[start of Given information]

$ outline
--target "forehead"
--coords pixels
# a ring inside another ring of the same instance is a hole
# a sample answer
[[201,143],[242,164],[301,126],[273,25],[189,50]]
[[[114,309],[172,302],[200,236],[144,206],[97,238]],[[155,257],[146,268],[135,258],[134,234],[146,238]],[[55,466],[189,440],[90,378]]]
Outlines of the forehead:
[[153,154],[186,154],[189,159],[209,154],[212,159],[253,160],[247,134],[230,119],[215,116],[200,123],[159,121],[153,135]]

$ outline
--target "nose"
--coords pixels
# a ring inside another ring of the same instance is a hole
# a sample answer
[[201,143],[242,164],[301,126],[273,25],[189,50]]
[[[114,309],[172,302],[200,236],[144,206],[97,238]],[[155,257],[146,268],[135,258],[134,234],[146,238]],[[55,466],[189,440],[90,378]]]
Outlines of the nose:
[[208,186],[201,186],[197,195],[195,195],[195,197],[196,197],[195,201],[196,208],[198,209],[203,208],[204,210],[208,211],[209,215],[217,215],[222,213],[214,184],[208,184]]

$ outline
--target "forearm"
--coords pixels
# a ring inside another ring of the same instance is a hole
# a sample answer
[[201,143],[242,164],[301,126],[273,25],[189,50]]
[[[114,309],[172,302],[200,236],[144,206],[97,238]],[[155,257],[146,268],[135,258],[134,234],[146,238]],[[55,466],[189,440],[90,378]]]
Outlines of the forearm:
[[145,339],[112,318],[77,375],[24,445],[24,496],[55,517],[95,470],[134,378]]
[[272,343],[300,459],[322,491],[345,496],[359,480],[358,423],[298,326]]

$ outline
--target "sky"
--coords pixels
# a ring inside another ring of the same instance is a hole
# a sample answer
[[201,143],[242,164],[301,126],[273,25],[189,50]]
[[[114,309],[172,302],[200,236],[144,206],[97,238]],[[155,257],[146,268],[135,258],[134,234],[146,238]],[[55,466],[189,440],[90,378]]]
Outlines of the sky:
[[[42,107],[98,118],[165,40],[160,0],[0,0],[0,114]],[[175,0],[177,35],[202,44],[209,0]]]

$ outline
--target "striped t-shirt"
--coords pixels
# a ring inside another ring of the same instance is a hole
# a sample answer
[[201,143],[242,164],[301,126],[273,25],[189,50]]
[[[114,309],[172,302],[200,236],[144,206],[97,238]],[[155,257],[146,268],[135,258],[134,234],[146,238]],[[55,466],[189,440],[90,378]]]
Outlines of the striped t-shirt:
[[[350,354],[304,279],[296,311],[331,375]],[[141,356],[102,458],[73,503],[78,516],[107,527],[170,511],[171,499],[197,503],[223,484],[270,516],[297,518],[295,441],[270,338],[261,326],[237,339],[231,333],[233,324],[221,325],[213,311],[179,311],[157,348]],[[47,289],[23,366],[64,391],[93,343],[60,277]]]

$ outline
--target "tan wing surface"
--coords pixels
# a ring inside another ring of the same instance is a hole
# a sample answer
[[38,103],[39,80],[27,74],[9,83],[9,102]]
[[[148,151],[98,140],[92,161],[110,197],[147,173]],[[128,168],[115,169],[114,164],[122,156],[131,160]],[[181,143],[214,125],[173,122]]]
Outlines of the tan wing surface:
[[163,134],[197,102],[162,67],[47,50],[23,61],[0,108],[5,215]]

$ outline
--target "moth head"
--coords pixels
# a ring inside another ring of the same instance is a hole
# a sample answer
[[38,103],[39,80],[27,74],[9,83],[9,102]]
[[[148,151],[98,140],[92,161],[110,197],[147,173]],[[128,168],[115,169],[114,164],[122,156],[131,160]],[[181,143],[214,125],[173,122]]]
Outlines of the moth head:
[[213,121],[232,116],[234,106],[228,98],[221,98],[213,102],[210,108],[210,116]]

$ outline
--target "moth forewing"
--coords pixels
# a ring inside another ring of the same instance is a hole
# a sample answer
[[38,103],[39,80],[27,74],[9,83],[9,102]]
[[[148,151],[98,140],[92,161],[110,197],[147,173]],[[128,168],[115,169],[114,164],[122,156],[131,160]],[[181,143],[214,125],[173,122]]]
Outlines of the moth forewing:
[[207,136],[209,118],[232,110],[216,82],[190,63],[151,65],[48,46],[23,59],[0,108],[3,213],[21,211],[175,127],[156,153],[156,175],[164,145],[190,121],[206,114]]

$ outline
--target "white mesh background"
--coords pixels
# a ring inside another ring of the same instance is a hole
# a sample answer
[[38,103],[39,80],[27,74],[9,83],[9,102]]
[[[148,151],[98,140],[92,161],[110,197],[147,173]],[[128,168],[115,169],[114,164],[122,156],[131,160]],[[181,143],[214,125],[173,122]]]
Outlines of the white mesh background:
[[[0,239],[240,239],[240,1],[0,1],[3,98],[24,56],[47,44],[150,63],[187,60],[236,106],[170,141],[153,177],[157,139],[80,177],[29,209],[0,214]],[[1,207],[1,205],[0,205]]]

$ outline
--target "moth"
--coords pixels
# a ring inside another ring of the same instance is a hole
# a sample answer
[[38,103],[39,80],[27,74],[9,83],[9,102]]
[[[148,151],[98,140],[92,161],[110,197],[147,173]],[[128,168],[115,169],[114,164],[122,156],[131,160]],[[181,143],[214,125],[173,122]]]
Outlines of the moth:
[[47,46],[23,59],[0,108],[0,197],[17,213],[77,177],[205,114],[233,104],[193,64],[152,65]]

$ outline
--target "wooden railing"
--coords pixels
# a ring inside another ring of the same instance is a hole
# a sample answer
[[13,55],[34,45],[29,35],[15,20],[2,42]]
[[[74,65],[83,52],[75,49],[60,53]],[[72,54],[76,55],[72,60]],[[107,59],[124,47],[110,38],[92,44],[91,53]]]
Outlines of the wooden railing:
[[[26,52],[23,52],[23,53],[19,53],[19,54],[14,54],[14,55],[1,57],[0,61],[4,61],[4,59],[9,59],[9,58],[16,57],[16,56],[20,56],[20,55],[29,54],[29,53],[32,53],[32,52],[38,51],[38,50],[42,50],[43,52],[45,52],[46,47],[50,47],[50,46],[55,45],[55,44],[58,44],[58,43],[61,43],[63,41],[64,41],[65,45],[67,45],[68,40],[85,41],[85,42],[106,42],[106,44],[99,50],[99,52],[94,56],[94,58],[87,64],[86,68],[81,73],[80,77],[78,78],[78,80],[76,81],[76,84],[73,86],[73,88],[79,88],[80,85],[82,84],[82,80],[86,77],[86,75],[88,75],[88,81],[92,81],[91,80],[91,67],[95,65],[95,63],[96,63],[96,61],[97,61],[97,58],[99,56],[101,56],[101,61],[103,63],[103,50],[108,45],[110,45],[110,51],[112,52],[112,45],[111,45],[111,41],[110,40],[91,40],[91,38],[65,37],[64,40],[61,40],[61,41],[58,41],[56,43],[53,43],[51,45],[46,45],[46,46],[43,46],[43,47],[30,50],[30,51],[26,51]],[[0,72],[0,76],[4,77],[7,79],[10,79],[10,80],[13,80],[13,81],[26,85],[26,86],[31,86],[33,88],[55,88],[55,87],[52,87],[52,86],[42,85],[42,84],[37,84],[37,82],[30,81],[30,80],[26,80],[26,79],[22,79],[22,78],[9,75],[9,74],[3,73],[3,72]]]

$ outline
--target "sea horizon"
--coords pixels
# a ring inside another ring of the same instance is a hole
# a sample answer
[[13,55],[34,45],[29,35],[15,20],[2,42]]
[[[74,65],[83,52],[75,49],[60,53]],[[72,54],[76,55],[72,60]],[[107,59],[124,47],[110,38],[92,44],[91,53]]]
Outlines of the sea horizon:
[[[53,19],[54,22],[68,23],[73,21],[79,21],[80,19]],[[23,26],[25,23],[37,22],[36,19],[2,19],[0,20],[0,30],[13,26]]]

[end of Given information]

* **Goal**: Every line of the data above should be reproduced word for word.

* **The completed task**:
$ outline
--target "forehead"
--coords pixels
# a ring inside another ring of the same instance is a hole
# a sample answer
[[201,143],[242,164],[301,126],[273,25],[189,50]]
[[[114,309],[172,302],[200,236],[144,206],[97,238]],[[155,257],[146,268],[135,258],[134,234],[146,238]],[[55,466],[189,440],[90,378]]]
Outlines of the forehead:
[[153,154],[186,154],[189,159],[209,154],[212,159],[253,160],[247,134],[230,119],[215,116],[200,123],[159,121],[153,135]]

$ outline
--target "nose"
--coords pixels
# a ring inside another ring of the same instance is a hole
# a sample answer
[[201,143],[242,164],[301,126],[273,25],[189,50]]
[[[114,309],[172,302],[200,236],[144,206],[97,238]],[[155,257],[146,268],[135,258],[134,234],[146,238]],[[55,466],[189,440],[90,378]]]
Outlines of the nose:
[[208,186],[201,186],[197,195],[195,195],[195,197],[196,197],[195,201],[196,208],[198,209],[203,208],[204,210],[208,211],[209,215],[217,215],[222,213],[214,184],[208,184]]

$ outline
--target "forearm"
--coords pixels
# a ring inside another ring of the same instance is a hole
# a sample answer
[[201,143],[242,164],[301,126],[273,25],[189,50]]
[[[114,309],[172,302],[200,236],[144,206],[97,238]],[[155,257],[146,268],[135,258],[134,234],[146,238]],[[55,466],[189,440],[90,378]]]
Outlines of the forearm:
[[145,339],[112,318],[77,375],[24,445],[24,496],[55,517],[95,470],[134,378]]
[[272,343],[300,459],[322,491],[345,496],[359,480],[358,423],[298,326]]

$ outline
--target "sky"
--coords pixels
# a ring inside another ring of the same instance is a hole
# a sample answer
[[201,143],[242,164],[301,126],[273,25],[189,50]]
[[[114,309],[172,302],[200,236],[144,206],[97,238]],[[155,257],[146,268],[135,258],[134,234],[146,238]],[[55,466],[189,440],[90,378]]]
Outlines of the sky:
[[[42,107],[98,118],[165,40],[160,0],[0,0],[0,114]],[[175,0],[177,35],[202,44],[209,0]]]

$ outline
--target "striped t-shirt"
--coords pixels
# a ring inside another ring of the same instance is a hole
# a sample answer
[[201,143],[242,164],[301,126],[273,25],[189,50]]
[[[114,309],[172,302],[200,236],[144,206],[97,238]],[[155,257],[146,268],[135,258],[134,234],[146,238]],[[55,466],[189,440],[90,378]]]
Outlines of the striped t-shirt:
[[[350,354],[304,279],[296,311],[331,375]],[[141,356],[102,458],[73,503],[78,516],[107,527],[170,511],[171,499],[197,503],[223,484],[270,516],[297,518],[295,441],[270,338],[261,326],[237,339],[231,333],[233,324],[221,325],[213,311],[179,311],[157,348]],[[47,289],[23,366],[64,391],[93,343],[60,277]]]

$ outline
--target "tan wing surface"
--coords pixels
# a ring inside another ring of the same instance is a hole
# a sample answer
[[38,103],[39,80],[27,74],[9,83],[9,102]]
[[[148,151],[98,140],[92,161],[110,197],[147,173]],[[128,168],[115,169],[114,164],[122,156],[131,160]],[[181,143],[214,125],[173,122]]]
Outlines of the tan wing surface:
[[163,134],[197,102],[162,67],[47,50],[23,61],[0,108],[5,215]]

$ outline
--target "moth head"
--coords pixels
# a ring inside another ring of the same instance is a hole
# a sample answer
[[38,103],[39,80],[27,74],[9,83],[9,102]]
[[[148,151],[98,140],[92,161],[110,197],[147,173]],[[128,168],[115,169],[114,164],[122,156],[131,160]],[[181,143],[214,125],[173,122]]]
Outlines of the moth head:
[[213,121],[232,116],[234,106],[228,98],[221,98],[213,102],[210,108],[210,116]]

$ outline
--target "moth forewing"
--coords pixels
# a ring inside another ring of the same instance is a hole
# a sample answer
[[38,103],[39,80],[27,74],[9,83],[9,102]]
[[[148,151],[98,140],[92,161],[110,197],[147,173]],[[128,168],[115,169],[114,164],[122,156],[131,160]],[[181,143],[214,125],[173,122]]]
Outlines of the moth forewing:
[[207,136],[209,118],[232,110],[216,82],[190,63],[151,65],[48,46],[23,59],[0,108],[3,213],[21,211],[175,127],[156,153],[156,175],[164,145],[190,121],[206,114]]

$ outline
--target "white mesh background"
--coords pixels
# a ring inside another ring of the same instance is a hole
# a sample answer
[[38,103],[39,80],[27,74],[9,83],[9,102]]
[[[148,151],[98,140],[92,161],[110,197],[147,173]],[[128,168],[115,169],[114,164],[122,156],[131,160]],[[181,143],[214,125],[173,122]]]
Outlines of the white mesh background:
[[[0,239],[240,239],[240,1],[0,1],[3,98],[24,56],[47,44],[150,63],[187,60],[236,106],[170,141],[153,177],[157,139],[80,177],[29,209],[0,214]],[[1,207],[1,205],[0,205]]]

$ outline
--target "moth"
--coords pixels
# a ring inside another ring of the same instance is a hole
# a sample answer
[[38,103],[39,80],[27,74],[9,83],[9,102]]
[[[148,151],[98,140],[92,161],[110,197],[147,173]],[[128,168],[115,169],[114,164],[122,156],[131,160]],[[181,143],[214,125],[173,122]]]
Outlines of the moth:
[[47,46],[23,59],[0,108],[0,197],[17,213],[77,177],[205,114],[233,104],[193,64],[152,65]]

$ outline
--target "wooden railing"
--coords pixels
# a ring inside another ring of the same instance is a hole
# a sample answer
[[13,55],[34,45],[29,35],[15,20],[2,42]]
[[[74,65],[83,52],[75,49],[60,53]],[[72,54],[76,55],[72,60]],[[107,59],[124,47],[110,38],[92,44],[91,53]]]
Outlines of the wooden railing:
[[[26,52],[23,52],[23,53],[19,53],[19,54],[14,54],[14,55],[1,57],[0,61],[4,61],[4,59],[9,59],[9,58],[16,57],[16,56],[20,56],[20,55],[29,54],[29,53],[32,53],[32,52],[38,51],[38,50],[42,50],[43,52],[45,52],[46,47],[50,47],[50,46],[55,45],[55,44],[58,44],[58,43],[61,43],[63,41],[64,41],[65,45],[67,45],[68,40],[85,41],[85,42],[106,42],[106,44],[99,50],[99,52],[94,56],[94,58],[87,64],[86,68],[81,73],[80,77],[78,78],[78,80],[76,81],[76,84],[73,86],[73,88],[79,88],[80,85],[82,84],[82,80],[86,77],[86,75],[88,75],[88,81],[92,81],[91,80],[91,67],[95,65],[95,63],[96,63],[96,61],[97,61],[97,58],[99,56],[101,56],[101,61],[103,63],[103,50],[108,45],[110,45],[110,51],[112,52],[112,45],[111,45],[111,41],[110,40],[91,40],[91,38],[65,37],[64,40],[61,40],[61,41],[58,41],[56,43],[53,43],[51,45],[46,45],[46,46],[43,46],[43,47],[30,50],[30,51],[26,51]],[[0,72],[0,76],[4,77],[7,79],[10,79],[10,80],[13,80],[13,81],[26,85],[26,86],[31,86],[33,88],[55,88],[55,87],[52,87],[52,86],[42,85],[42,84],[37,84],[37,82],[30,81],[30,80],[26,80],[26,79],[22,79],[22,78],[9,75],[9,74],[3,73],[3,72]]]

$ outline
--target "sea horizon"
--coords pixels
# a ring inside another ring of the same instance is a hole
# a sample answer
[[13,55],[34,45],[29,35],[15,20],[2,42]]
[[[74,65],[83,52],[75,49],[60,53]],[[72,54],[76,55],[72,60]],[[107,59],[124,47],[110,38],[92,44],[91,53]]]
Outlines of the sea horizon:
[[[53,19],[54,22],[68,23],[73,21],[79,21],[80,19]],[[23,26],[25,23],[37,22],[36,19],[2,19],[0,20],[0,30],[13,26]]]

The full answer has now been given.